Provided passage:

---------------

The stock master cylinders on the 87-93 Mustangs are marginal with just the install of larger front 73 calipers. The 3 port design is really to blame with the small 21mm bore. If you swap to rear disc, then a new MC is needed! There are 4 common MC upgrades out there for the Mustangs: the Lincoln/SVO unit, the '94-98 GT unit, the '93 Cobra unit and the '94-95 Cobra units. Each is a 2 port MC, so a conversion will be needed but they are all different bore sizes. Which one is the correct unit for you? Read on:

Here is a more specific information on the master cylinders mentioned:


'93 Cobra - (metric threads) 1.00" bore

'94-95 Cobra - (metric threads) 15/16" bore, stock plug in for low fluid sensor. Ports are reversed thread sizes from 87-95 LX/V6/GT


Low fluid sensor notes: The stock '87-93 master cylinder has a plastic reservoir with a low fluid indicator. The '93 Cobra and the '94-98 units all have this, but the SVO unit does not have this feature. You will lose the low fluid sensor if you use the SVO unit. This will not cause the dash light to stay on, just permanently off. For the E-Brake light on the dash to come on with the E-Brake, you need to make a jumper in the connection you just removed. Connect pins 2-3 (the 2 purple wires, not the black ground). Be sure to label the connection to know what it is for in the future. For the '93 Cobra and '94-98 units, it is a direct plug in.

---------------

Raw records:
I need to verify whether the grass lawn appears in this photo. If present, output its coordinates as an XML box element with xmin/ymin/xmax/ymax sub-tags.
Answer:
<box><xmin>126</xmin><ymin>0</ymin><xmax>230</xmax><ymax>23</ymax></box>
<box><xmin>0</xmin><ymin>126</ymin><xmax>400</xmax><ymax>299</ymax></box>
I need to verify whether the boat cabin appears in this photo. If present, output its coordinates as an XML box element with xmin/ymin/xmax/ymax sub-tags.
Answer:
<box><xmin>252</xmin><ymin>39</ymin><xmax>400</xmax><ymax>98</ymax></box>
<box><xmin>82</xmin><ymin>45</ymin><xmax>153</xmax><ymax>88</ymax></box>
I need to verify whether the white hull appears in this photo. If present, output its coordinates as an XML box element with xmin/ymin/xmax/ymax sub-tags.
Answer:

---------------

To be done:
a) Name the four common master cylinder upgrades for the Mustangs that the master cylinder passage lists.
b) Identify every line of the entries that contains the string "present", treating case as significant.

Task results:
a)
- The Lincoln/SVO unit
- The '94-98 GT unit
- The '93 Cobra unit
- The '94-95 Cobra units

b)
I need to verify whether the grass lawn appears in this photo. If present, output its coordinates as an XML box element with xmin/ymin/xmax/ymax sub-tags.
I need to verify whether the boat cabin appears in this photo. If present, output its coordinates as an XML box element with xmin/ymin/xmax/ymax sub-tags.
I need to verify whether the white hull appears in this photo. If present, output its coordinates as an XML box element with xmin/ymin/xmax/ymax sub-tags.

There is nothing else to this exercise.